*EXERCISE GOAL*. Copy the rows from the very first line up to and including the line with "[(541, 585)]", swapping every "Target" for "Label" and keeping everything else the same.

— begin PROVIDED ENTRIES —

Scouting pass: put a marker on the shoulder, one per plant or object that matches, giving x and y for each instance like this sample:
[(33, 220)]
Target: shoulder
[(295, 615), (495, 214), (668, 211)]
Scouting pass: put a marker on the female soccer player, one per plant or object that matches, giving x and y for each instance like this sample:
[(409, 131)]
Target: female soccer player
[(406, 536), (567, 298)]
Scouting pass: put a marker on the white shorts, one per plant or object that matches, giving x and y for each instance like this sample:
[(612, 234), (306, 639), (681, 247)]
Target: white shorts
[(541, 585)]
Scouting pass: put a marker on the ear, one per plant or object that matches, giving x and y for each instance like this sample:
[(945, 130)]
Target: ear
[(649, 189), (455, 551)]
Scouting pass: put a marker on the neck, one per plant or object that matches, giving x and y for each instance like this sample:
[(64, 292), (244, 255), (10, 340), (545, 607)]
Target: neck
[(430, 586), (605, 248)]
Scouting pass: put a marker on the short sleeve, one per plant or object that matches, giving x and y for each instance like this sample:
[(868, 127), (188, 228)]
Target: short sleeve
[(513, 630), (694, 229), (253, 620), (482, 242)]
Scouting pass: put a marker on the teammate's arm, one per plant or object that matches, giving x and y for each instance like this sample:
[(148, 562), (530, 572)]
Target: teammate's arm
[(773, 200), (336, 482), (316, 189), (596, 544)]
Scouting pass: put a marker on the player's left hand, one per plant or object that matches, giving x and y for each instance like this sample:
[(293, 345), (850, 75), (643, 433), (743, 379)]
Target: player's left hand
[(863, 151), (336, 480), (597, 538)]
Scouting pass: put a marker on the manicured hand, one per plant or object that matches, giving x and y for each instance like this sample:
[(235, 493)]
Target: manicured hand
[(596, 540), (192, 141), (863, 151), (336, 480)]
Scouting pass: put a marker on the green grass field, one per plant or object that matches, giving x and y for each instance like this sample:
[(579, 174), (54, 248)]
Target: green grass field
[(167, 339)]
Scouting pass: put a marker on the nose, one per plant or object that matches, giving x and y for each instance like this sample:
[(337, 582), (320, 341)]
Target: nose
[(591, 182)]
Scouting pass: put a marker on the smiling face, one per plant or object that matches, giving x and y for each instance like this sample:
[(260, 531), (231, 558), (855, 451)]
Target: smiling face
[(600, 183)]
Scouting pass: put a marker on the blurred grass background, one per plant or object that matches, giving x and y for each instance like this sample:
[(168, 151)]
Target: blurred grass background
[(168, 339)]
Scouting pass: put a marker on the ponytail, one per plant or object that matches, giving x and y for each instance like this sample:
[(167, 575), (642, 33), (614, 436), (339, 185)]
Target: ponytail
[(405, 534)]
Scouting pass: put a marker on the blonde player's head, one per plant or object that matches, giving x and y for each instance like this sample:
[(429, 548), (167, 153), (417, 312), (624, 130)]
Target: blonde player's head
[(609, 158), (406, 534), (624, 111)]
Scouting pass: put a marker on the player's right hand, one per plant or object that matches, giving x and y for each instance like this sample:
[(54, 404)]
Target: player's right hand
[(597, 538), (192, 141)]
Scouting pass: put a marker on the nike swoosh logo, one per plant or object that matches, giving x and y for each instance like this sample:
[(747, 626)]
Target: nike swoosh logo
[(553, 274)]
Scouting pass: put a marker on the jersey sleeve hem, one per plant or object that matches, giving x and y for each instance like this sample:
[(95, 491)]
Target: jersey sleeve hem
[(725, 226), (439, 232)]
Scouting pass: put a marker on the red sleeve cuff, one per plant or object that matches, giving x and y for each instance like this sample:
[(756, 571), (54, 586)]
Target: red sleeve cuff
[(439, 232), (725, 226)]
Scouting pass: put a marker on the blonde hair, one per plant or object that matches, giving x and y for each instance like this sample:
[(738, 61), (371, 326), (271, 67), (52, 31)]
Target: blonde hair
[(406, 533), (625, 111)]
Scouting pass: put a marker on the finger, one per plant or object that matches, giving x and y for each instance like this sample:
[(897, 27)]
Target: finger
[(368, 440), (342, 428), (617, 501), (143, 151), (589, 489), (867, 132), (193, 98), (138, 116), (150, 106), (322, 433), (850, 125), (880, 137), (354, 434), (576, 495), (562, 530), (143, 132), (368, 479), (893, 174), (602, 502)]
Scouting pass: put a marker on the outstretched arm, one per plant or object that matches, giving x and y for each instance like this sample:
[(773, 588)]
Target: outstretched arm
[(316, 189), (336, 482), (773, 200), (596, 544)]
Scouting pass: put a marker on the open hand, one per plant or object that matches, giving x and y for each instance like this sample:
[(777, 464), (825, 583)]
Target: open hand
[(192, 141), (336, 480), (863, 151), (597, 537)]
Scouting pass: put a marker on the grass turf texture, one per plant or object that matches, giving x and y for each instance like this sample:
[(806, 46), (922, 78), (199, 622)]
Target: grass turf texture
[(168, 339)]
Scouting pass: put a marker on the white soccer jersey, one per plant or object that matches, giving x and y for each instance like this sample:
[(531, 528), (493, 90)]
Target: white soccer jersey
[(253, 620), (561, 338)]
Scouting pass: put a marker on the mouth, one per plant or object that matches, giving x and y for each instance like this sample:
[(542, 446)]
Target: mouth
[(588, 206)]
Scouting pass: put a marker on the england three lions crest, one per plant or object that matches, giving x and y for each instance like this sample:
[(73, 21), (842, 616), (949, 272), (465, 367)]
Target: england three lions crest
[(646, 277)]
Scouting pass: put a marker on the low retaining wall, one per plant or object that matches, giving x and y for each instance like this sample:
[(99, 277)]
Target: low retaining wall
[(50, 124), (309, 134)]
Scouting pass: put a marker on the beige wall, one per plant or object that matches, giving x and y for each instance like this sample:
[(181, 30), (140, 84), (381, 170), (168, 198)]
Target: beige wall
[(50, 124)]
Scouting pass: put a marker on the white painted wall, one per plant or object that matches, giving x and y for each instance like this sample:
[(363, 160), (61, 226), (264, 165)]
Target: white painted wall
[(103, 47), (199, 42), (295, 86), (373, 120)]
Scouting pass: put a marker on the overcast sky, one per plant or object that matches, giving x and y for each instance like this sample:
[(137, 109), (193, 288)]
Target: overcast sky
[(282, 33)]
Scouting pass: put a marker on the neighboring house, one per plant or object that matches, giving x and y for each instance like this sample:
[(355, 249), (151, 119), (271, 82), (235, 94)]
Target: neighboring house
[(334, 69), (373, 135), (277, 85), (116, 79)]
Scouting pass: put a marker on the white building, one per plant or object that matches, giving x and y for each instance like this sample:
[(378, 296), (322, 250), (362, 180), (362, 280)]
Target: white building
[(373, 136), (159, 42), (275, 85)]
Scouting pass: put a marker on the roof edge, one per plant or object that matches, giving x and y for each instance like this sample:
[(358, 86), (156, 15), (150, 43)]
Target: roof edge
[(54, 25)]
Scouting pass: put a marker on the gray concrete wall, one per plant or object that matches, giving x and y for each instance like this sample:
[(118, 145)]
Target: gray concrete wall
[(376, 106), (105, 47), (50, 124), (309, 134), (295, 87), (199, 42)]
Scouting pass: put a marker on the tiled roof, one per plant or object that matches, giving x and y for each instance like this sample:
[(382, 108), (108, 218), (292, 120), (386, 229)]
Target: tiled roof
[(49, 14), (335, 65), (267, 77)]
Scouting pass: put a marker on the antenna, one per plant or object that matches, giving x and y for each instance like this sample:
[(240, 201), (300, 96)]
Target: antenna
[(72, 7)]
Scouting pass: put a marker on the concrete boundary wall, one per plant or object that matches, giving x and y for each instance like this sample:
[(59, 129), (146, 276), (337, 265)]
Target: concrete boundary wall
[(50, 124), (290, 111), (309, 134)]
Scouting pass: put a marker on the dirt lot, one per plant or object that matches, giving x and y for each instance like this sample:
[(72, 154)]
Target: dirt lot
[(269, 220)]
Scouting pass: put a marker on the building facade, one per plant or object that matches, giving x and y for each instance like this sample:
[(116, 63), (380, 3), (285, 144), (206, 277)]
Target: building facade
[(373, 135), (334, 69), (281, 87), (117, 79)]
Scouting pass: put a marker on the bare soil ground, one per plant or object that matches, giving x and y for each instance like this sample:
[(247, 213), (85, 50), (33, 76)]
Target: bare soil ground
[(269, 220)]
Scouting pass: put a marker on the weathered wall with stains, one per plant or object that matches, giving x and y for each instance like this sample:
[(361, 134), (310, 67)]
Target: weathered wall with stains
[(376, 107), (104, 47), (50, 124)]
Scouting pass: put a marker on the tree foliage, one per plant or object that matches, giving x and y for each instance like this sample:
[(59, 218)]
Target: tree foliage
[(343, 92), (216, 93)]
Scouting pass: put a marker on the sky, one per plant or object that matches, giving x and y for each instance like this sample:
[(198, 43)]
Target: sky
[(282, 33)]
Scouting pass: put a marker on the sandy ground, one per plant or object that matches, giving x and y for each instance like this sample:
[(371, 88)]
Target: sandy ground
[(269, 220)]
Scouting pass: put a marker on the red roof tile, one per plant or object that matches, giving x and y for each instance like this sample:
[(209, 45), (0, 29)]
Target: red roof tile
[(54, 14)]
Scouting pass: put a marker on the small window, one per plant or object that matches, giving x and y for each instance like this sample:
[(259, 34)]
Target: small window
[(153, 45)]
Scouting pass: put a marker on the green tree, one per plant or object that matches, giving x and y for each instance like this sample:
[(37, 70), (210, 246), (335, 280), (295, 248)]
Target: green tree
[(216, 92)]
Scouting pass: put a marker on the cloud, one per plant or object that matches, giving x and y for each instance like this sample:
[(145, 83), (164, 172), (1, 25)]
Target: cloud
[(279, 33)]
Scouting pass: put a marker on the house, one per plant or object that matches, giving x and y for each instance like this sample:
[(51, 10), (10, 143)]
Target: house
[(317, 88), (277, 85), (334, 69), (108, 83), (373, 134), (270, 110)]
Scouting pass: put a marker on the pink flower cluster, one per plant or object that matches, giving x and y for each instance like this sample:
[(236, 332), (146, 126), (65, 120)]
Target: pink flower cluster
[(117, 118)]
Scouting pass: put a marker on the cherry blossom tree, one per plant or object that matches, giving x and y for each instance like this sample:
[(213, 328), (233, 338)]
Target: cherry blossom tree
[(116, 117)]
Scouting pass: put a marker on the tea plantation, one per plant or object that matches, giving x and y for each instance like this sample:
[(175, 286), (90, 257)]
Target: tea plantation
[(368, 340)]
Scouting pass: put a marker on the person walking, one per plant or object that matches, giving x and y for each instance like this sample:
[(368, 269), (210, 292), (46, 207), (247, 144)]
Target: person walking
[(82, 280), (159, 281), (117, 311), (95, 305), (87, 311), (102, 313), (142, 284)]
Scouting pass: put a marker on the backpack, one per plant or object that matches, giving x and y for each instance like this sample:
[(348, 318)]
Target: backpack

— end PROVIDED ENTRIES —

*ANSWER TO THIS EXERCISE*.
Scouting pass: put a marker on the shoulder, one per plant or object that matches, giving x and y for each instance like this sample:
[(33, 220)]
Label: shoulder
[(295, 615), (495, 214), (668, 211)]
Scouting pass: put a marker on the female soccer player, one per plant or object that matches, giving x and y for each instance like this sample:
[(409, 131)]
Label: female soccer player
[(406, 536), (567, 298)]
Scouting pass: put a marker on the white shorts, one per plant or object that matches, giving x and y for each instance like this sample:
[(612, 234), (306, 639), (681, 247)]
Label: white shorts
[(541, 585)]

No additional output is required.